(Work instructions) Among the lines of the data, copy those that hold "bread".
BEGIN
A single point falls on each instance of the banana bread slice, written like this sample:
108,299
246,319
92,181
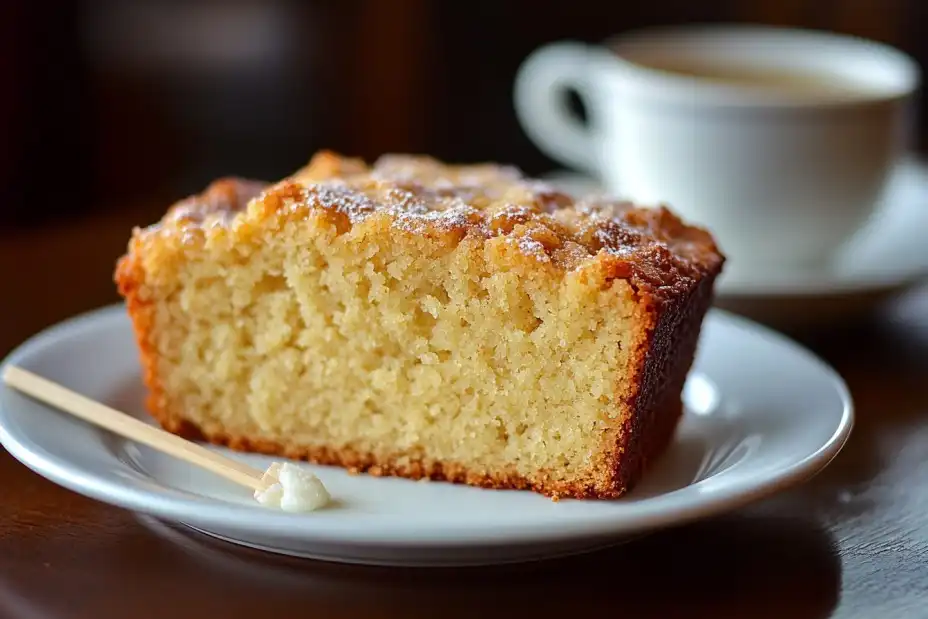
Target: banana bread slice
END
(Response box)
A single point falls on each instance of the banana bread slice, written like this sample:
Target: banana bread slice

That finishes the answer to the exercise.